## Aim
Return every line below as is, leaving out the pictures.

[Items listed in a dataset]

-.-.-

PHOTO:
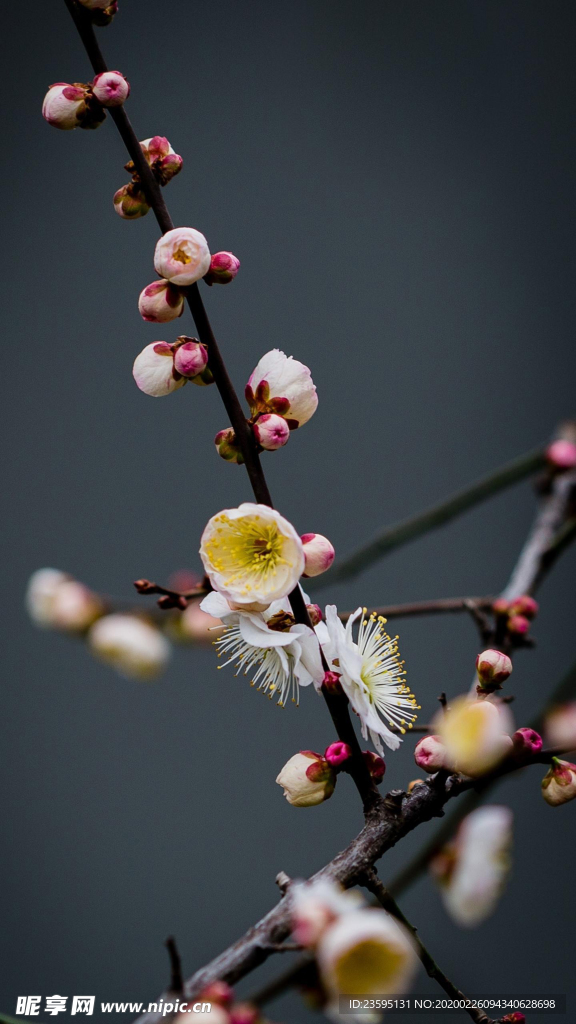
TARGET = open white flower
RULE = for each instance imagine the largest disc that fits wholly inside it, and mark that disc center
(135, 648)
(252, 555)
(366, 952)
(472, 871)
(371, 674)
(280, 658)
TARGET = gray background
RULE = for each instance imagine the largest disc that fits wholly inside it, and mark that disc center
(398, 181)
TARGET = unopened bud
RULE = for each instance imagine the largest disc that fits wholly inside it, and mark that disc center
(337, 753)
(223, 267)
(111, 88)
(562, 455)
(191, 356)
(307, 779)
(375, 764)
(130, 202)
(493, 668)
(271, 431)
(315, 612)
(559, 784)
(227, 446)
(524, 605)
(526, 742)
(319, 554)
(430, 754)
(161, 302)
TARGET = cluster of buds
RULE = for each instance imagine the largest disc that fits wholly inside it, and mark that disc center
(130, 201)
(357, 948)
(513, 617)
(80, 104)
(282, 397)
(161, 368)
(310, 778)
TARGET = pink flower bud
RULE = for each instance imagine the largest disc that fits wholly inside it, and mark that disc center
(181, 256)
(191, 356)
(64, 105)
(271, 431)
(493, 668)
(307, 779)
(315, 612)
(111, 88)
(430, 754)
(375, 764)
(154, 370)
(519, 625)
(337, 753)
(526, 742)
(559, 785)
(227, 446)
(524, 605)
(319, 554)
(161, 302)
(223, 267)
(562, 455)
(130, 202)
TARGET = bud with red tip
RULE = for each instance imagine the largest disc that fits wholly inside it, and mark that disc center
(223, 267)
(493, 668)
(319, 554)
(307, 779)
(559, 784)
(526, 742)
(337, 753)
(111, 88)
(375, 764)
(271, 431)
(430, 754)
(562, 455)
(191, 357)
(161, 302)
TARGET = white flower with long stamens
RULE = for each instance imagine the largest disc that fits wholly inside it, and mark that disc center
(280, 657)
(252, 555)
(371, 674)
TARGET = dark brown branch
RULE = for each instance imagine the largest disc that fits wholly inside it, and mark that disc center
(373, 884)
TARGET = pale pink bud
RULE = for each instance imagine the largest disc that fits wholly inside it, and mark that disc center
(307, 779)
(64, 104)
(562, 455)
(319, 554)
(161, 302)
(493, 668)
(227, 446)
(191, 356)
(130, 202)
(154, 370)
(337, 753)
(526, 742)
(181, 256)
(271, 431)
(223, 267)
(281, 384)
(375, 764)
(111, 88)
(559, 785)
(430, 754)
(561, 726)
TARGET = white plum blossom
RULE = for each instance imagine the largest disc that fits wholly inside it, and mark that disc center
(252, 555)
(280, 655)
(281, 384)
(371, 674)
(472, 870)
(131, 645)
(181, 256)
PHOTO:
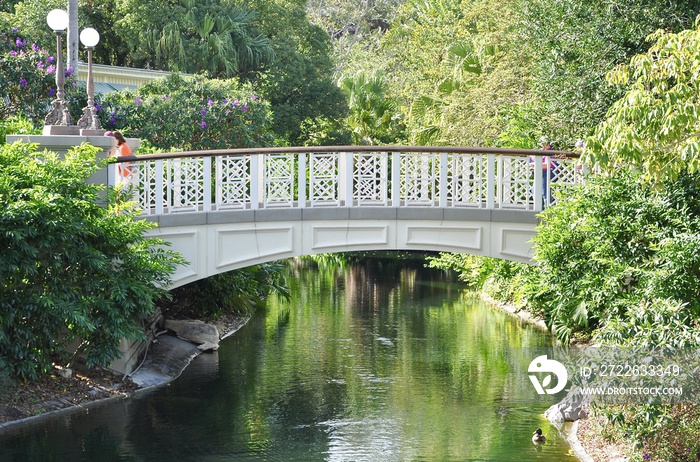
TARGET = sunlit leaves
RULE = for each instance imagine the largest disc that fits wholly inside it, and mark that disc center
(655, 126)
(71, 269)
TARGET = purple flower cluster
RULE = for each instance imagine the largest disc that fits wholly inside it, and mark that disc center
(235, 104)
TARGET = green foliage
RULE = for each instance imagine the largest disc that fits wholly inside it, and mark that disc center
(373, 118)
(72, 270)
(211, 37)
(655, 126)
(618, 255)
(190, 113)
(571, 45)
(237, 292)
(500, 279)
(678, 440)
(16, 126)
(299, 82)
(28, 78)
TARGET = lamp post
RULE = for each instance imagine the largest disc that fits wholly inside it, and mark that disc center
(89, 122)
(59, 114)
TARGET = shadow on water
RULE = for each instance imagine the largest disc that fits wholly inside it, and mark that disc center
(379, 360)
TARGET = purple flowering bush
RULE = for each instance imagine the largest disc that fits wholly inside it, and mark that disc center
(28, 78)
(190, 113)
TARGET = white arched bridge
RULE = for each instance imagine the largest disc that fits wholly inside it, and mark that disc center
(227, 209)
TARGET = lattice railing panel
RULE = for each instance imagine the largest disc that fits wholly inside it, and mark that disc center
(371, 178)
(419, 178)
(466, 180)
(233, 182)
(279, 180)
(515, 182)
(324, 178)
(185, 183)
(366, 177)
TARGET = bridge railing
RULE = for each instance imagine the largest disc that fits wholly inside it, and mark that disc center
(346, 176)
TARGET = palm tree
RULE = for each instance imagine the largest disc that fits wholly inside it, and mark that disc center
(372, 116)
(215, 41)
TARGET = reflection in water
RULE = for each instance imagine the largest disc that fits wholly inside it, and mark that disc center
(377, 362)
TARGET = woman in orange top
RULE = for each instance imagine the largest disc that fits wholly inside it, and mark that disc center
(124, 150)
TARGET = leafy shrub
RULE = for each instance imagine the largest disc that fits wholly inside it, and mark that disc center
(16, 125)
(618, 254)
(72, 270)
(189, 113)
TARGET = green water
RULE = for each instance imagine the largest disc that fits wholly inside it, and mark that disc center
(375, 362)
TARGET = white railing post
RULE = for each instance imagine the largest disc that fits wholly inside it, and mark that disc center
(207, 184)
(490, 181)
(443, 181)
(160, 187)
(302, 180)
(347, 164)
(395, 179)
(537, 195)
(257, 181)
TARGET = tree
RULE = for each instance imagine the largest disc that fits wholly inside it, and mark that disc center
(655, 126)
(571, 45)
(620, 257)
(299, 81)
(211, 37)
(28, 79)
(373, 117)
(75, 264)
(73, 36)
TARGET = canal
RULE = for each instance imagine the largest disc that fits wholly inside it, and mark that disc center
(374, 361)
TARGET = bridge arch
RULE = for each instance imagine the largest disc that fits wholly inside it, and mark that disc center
(227, 209)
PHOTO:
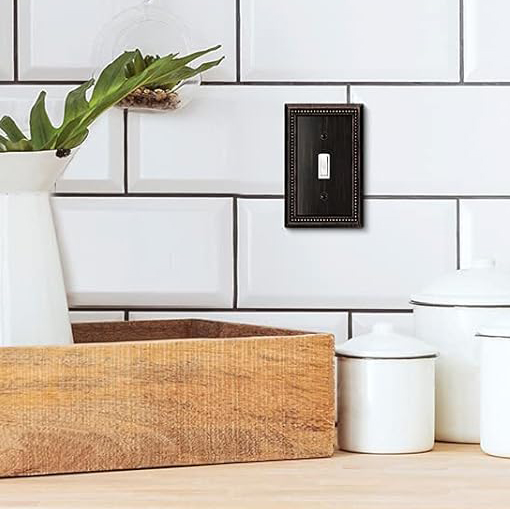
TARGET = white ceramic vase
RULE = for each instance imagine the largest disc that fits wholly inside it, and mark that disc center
(33, 304)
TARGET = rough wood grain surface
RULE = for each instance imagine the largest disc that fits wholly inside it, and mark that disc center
(105, 403)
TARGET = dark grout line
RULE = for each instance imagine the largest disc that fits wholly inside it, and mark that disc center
(242, 196)
(15, 40)
(238, 41)
(293, 83)
(40, 82)
(235, 236)
(125, 138)
(461, 41)
(170, 309)
(457, 234)
(169, 195)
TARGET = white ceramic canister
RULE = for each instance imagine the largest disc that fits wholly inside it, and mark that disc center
(447, 315)
(385, 393)
(495, 390)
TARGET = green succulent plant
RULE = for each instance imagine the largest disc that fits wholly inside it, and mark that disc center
(141, 62)
(121, 77)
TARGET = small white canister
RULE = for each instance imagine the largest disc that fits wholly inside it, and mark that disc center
(385, 393)
(495, 390)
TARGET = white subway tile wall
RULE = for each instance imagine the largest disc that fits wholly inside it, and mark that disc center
(146, 251)
(436, 140)
(484, 232)
(230, 140)
(350, 40)
(96, 316)
(6, 41)
(486, 40)
(182, 213)
(362, 323)
(404, 243)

-.-.-

## Output below
PHOTO:
TARGET = open white flower
RULE = for each instance imagine the largest disc that fits wholly inside it, and mark that disc center
(135, 648)
(252, 555)
(366, 952)
(472, 871)
(371, 674)
(280, 658)
TARGET = gray background
RULE = for each instance imagine the largest disc that fits wholly inside it, and mark that disc center
(398, 181)
TARGET = unopened bud
RULE = for each instance imagine the largest disc that fits wholly inside it, and mark that disc center
(337, 753)
(223, 267)
(111, 88)
(562, 455)
(191, 356)
(307, 779)
(375, 764)
(130, 202)
(493, 668)
(271, 431)
(315, 612)
(559, 784)
(227, 446)
(524, 605)
(526, 742)
(319, 554)
(430, 754)
(161, 302)
TARGET = cluster of buds
RULE = for each instance imagine the largest disc that fits wholly inside it, and mark that disc center
(130, 201)
(357, 948)
(513, 617)
(80, 104)
(282, 397)
(161, 368)
(310, 778)
TARGET = pink flower bud
RULE = for each instance imagine the largest disc that fits wholly inside it, and mark that disc center
(181, 256)
(191, 356)
(64, 105)
(271, 431)
(493, 668)
(307, 779)
(315, 612)
(111, 88)
(430, 754)
(375, 764)
(154, 370)
(519, 625)
(337, 753)
(526, 742)
(559, 785)
(227, 446)
(524, 605)
(319, 554)
(161, 302)
(223, 267)
(562, 455)
(130, 202)
TARGET = bud with red tip
RULE = for each instance imagine the largest disc that fits wholly inside it, and mark that disc center
(223, 267)
(493, 668)
(319, 554)
(307, 779)
(559, 784)
(526, 742)
(337, 753)
(111, 88)
(375, 764)
(271, 431)
(430, 754)
(562, 455)
(191, 357)
(161, 302)
TARGET = white flower with long stamens
RULE = for each instance imagine the largest disc that fits wholly inside it, and mark that disc center
(280, 657)
(252, 555)
(371, 674)
TARGET = dark brown branch
RULE = for each instance imagine the largest disc that fits wholly inside it, and mark that disc center
(373, 884)
TARGET = pale pink bud
RULE = for each instance imagine the largest disc that fits wholly inside it, and mark that disc center
(307, 779)
(64, 104)
(562, 455)
(319, 554)
(161, 302)
(493, 668)
(227, 446)
(191, 356)
(130, 202)
(154, 370)
(337, 753)
(526, 742)
(181, 256)
(271, 431)
(223, 267)
(281, 384)
(375, 764)
(111, 88)
(559, 785)
(430, 754)
(561, 726)
TARGET = white plum blossom
RULE = for each instance imagine the largest disc that fits wholly inside it, and mark that disc center
(252, 555)
(280, 655)
(281, 384)
(371, 674)
(472, 870)
(131, 645)
(181, 256)
PHOTO:
TARGET = sunlit leaves
RULE = for each instance imagine the largest disc that fits wholly inside it, and mark that disc center
(655, 126)
(71, 269)
TARGET = purple flower cluster
RULE = for each instance imagine the largest disc that fits wholly inside it, and mark that disc center
(235, 104)
TARGET = green foliage
RULE = for each instance imagine the largest disc that fits wholly inside it, and mark that disc center
(373, 118)
(72, 270)
(211, 37)
(655, 126)
(618, 255)
(190, 113)
(571, 45)
(237, 292)
(500, 279)
(678, 440)
(16, 126)
(299, 82)
(28, 78)
TARGET = lamp post
RULE = for each instance imagine the largest disc that fits wholly inside it, and mark that disc center
(89, 122)
(59, 114)
TARGET = shadow on water
RULE = for each instance imagine the largest disc that fits wholly inside it, and mark that disc center
(379, 360)
TARGET = purple flowering bush
RULE = for each instance imagine the largest disc that fits wholly inside it, and mark that disc center
(28, 78)
(190, 113)
TARGET = white arched bridge
RULE = for each instance imagine the largest disc that fits wholly inside it, and mark that disc center
(227, 209)
TARGET = lattice railing panel
RULE = for each instance imagine the largest disc that fits wholly inside it, and mark that disc center
(371, 178)
(419, 178)
(466, 180)
(233, 182)
(279, 180)
(515, 182)
(324, 178)
(185, 183)
(366, 177)
TARGET = bridge railing
RULE = for each instance imagine the largest disc that fits wholly inside it, and mark that disc center
(346, 176)
TARGET = palm tree
RULE = for each instance imagine the largest disc that fits wholly inside it, and mark that disc center
(372, 116)
(215, 41)
TARGET = reflection in water
RULE = for each instance imagine the largest disc that fits wholly inside it, and mark that disc center
(377, 362)
TARGET = woman in orange top
RULE = for each instance imagine the largest disc that fits wholly inside it, and mark that disc center
(124, 150)
TARGET = leafy shrub
RULE = for each instance imagine the largest disc that fits wholly inside it, and mark that disc center
(16, 125)
(618, 254)
(72, 270)
(189, 113)
TARGET = green water
RULE = for each instance imagine the largest disc that fits wholly inside it, and mark that disc center
(375, 362)
TARGET = white railing post
RULE = for each instance imagine the largest disc that fits wholly inside it, and mark that disc center
(207, 184)
(490, 181)
(443, 181)
(160, 187)
(302, 180)
(347, 164)
(395, 179)
(537, 195)
(257, 181)
TARGET = tree
RULE = for each instance imagine the largest disc that fits wholly inside it, and mark that disc center
(655, 126)
(571, 45)
(620, 257)
(299, 81)
(211, 37)
(28, 79)
(373, 117)
(75, 264)
(73, 36)
TARGET = canal
RULE = for each instance imagine the largest disc that fits wholly inside it, and mark that disc center
(374, 361)
TARGET = bridge arch
RULE = for each instance imagine the largest disc that fits wholly inside it, and mark that disc center
(227, 209)
PHOTO:
TARGET = white ceramic vase
RULE = for each instance imagine the largest disc that fits wholly inside it, and mark that disc center
(33, 304)
TARGET = rough wood grain surface
RULE = for each instance imagine the largest disc that fits wholly inside it, and mark that disc center
(105, 403)
TARGET = dark grout line
RULE = for each instance imagine the largest disc that fits wholly inside it, and mark that disc center
(242, 196)
(15, 40)
(238, 41)
(293, 83)
(40, 82)
(235, 236)
(125, 138)
(461, 41)
(170, 309)
(457, 234)
(169, 195)
TARGET = white ceramic canister
RULE = for each instance imagine the largest disc that fits wholly inside it, and mark that disc center
(447, 315)
(385, 393)
(495, 390)
TARGET = green succulent plant
RULE = for each instance imagine the largest disc that fits wholly inside it, and mark that disc center
(141, 62)
(121, 77)
TARGET = small white canister
RULE = for each instance imagine the largest disc that fits wholly inside it, and mark that disc center
(385, 393)
(495, 390)
TARGET = white subway tile wall
RULE = for each instance imagine the largest disc that fits wholly inside it, and mark that disc center
(146, 251)
(436, 140)
(484, 232)
(230, 140)
(350, 40)
(96, 316)
(6, 41)
(486, 40)
(182, 213)
(362, 323)
(404, 243)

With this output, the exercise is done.